◆ **Prompt**
Reproduce every line below exactly as written; do not include the images.

——————

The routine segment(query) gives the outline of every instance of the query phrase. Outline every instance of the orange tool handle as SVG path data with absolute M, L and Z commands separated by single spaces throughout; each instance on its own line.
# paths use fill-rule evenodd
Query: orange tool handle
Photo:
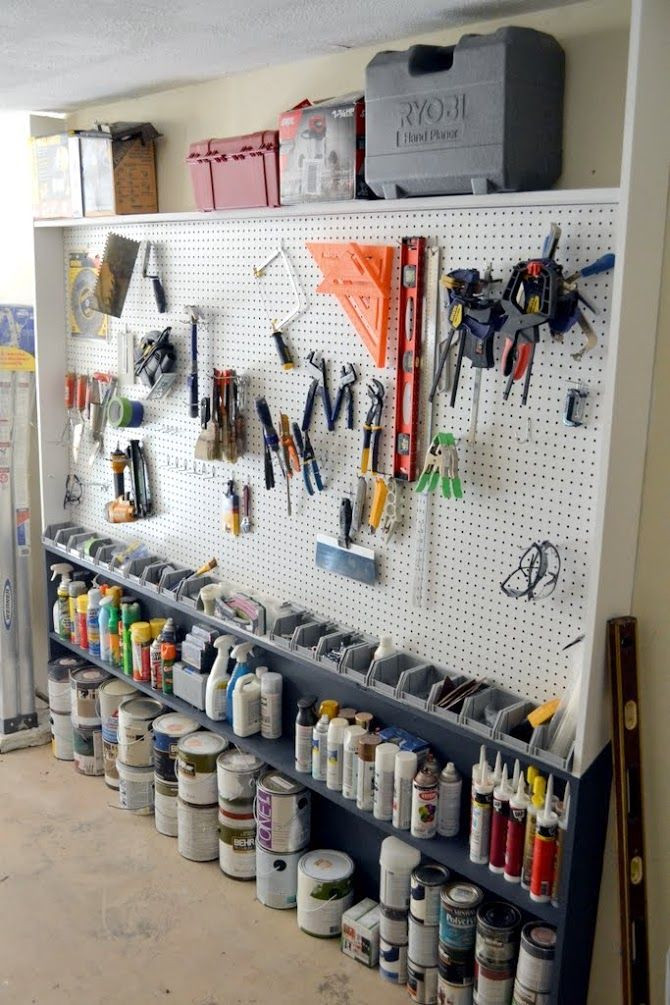
M 65 374 L 65 408 L 69 412 L 70 409 L 74 408 L 74 398 L 75 398 L 75 384 L 77 383 L 76 373 L 66 373 Z
M 83 412 L 86 408 L 86 398 L 88 395 L 88 377 L 85 373 L 80 373 L 77 377 L 77 410 Z

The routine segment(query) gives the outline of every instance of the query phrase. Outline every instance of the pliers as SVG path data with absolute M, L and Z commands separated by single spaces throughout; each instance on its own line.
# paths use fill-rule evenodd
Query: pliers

——————

◆ **Solution for this exercise**
The routine segment(query) gives the outline of every instance of the query phrase. Outline every instance of the orange tool handle as SVG path data with absolute M, L and Z commands separated by single spaces throughout; each instance on its own line.
# paths use fill-rule evenodd
Query: orange tool handle
Photo:
M 65 374 L 65 408 L 69 412 L 70 409 L 74 408 L 74 398 L 75 398 L 75 384 L 77 383 L 76 373 L 66 373 Z
M 83 412 L 86 408 L 86 398 L 88 395 L 88 377 L 85 373 L 80 373 L 77 377 L 77 410 Z

The routine segment(query) gives the outline of every instance of the query phrase. Outline every instance of the pliers as SVG path data with absolute M, L and Z commands separated by single spaces throughout; each instance on its own line.
# paths use fill-rule evenodd
Query: pliers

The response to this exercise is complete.